* [DESCRIPTION OF THE TASK]
Give the data again in full, with every character unchanged.

* [THE RECORDS]

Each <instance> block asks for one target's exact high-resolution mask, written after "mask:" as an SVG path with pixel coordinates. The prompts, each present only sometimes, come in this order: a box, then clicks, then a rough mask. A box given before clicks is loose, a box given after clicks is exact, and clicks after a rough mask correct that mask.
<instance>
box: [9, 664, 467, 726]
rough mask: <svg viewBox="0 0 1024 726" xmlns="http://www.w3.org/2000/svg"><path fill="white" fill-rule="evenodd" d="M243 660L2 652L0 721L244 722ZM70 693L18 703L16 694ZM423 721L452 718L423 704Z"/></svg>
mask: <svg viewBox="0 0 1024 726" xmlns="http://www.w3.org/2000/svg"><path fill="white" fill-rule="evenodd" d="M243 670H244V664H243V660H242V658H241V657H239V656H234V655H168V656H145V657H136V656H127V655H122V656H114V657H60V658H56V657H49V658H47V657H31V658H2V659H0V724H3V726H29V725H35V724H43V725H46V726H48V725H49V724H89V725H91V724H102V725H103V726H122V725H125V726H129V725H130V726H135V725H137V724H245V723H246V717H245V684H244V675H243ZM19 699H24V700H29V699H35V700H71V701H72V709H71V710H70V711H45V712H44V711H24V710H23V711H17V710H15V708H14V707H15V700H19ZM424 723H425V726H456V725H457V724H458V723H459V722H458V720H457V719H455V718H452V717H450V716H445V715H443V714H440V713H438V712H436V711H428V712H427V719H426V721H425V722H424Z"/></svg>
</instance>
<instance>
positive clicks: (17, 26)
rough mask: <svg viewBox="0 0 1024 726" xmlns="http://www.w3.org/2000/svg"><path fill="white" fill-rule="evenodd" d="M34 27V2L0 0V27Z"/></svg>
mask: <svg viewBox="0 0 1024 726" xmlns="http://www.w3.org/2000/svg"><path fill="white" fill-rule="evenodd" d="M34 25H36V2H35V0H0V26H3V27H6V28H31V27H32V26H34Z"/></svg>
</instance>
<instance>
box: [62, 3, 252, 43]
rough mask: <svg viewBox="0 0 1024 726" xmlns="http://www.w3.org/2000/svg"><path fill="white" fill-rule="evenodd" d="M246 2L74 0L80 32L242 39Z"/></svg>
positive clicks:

* [OUTPUT]
Each <instance> block asks for one target's exact high-resolution mask, written after "mask:" as an SVG path with pixel coordinates. The prompts, each present only sometimes, come in this order: a box, then clicks, then a rough mask. A box given before clicks is loose, a box given after clicks is exact, and clicks after a rough mask correct that mask.
<instance>
box: [9, 664, 467, 726]
rough mask: <svg viewBox="0 0 1024 726" xmlns="http://www.w3.org/2000/svg"><path fill="white" fill-rule="evenodd" d="M243 660L2 652L0 721L244 722ZM70 693L18 703L16 694ZM423 721L452 718L423 704Z"/></svg>
mask: <svg viewBox="0 0 1024 726" xmlns="http://www.w3.org/2000/svg"><path fill="white" fill-rule="evenodd" d="M243 670H244V664H243V660H242V658H241V657H239V656H234V655H168V656H145V657H136V656H127V655H122V656H114V657H60V658H56V657H49V658H47V657H31V658H2V659H0V724H3V726H29V725H35V724H43V725H46V726H48V725H49V724H89V725H91V724H102V725H103V726H122V725H125V726H129V725H130V726H135V725H137V724H245V723H246V717H245V684H244V675H243ZM19 699H24V700H29V699H35V700H71V701H72V709H71V710H70V711H45V712H44V711H24V710H23V711H17V710H15V708H14V707H15V700H19ZM424 723H425V726H456V725H457V724H458V723H459V722H458V720H457V719H455V718H452V717H450V716H445V715H443V714H440V713H438V712H436V711H428V712H427V719H426V721H425V722H424Z"/></svg>
</instance>
<instance>
positive clicks: (17, 26)
rough mask: <svg viewBox="0 0 1024 726" xmlns="http://www.w3.org/2000/svg"><path fill="white" fill-rule="evenodd" d="M34 27V2L0 0V27Z"/></svg>
mask: <svg viewBox="0 0 1024 726" xmlns="http://www.w3.org/2000/svg"><path fill="white" fill-rule="evenodd" d="M34 25H36V2H35V0H0V26H3V27H6V28H31V27H32V26H34Z"/></svg>
</instance>
<instance>
box: [62, 3, 252, 43]
rough mask: <svg viewBox="0 0 1024 726" xmlns="http://www.w3.org/2000/svg"><path fill="white" fill-rule="evenodd" d="M246 2L74 0L80 32L242 39Z"/></svg>
positive clicks:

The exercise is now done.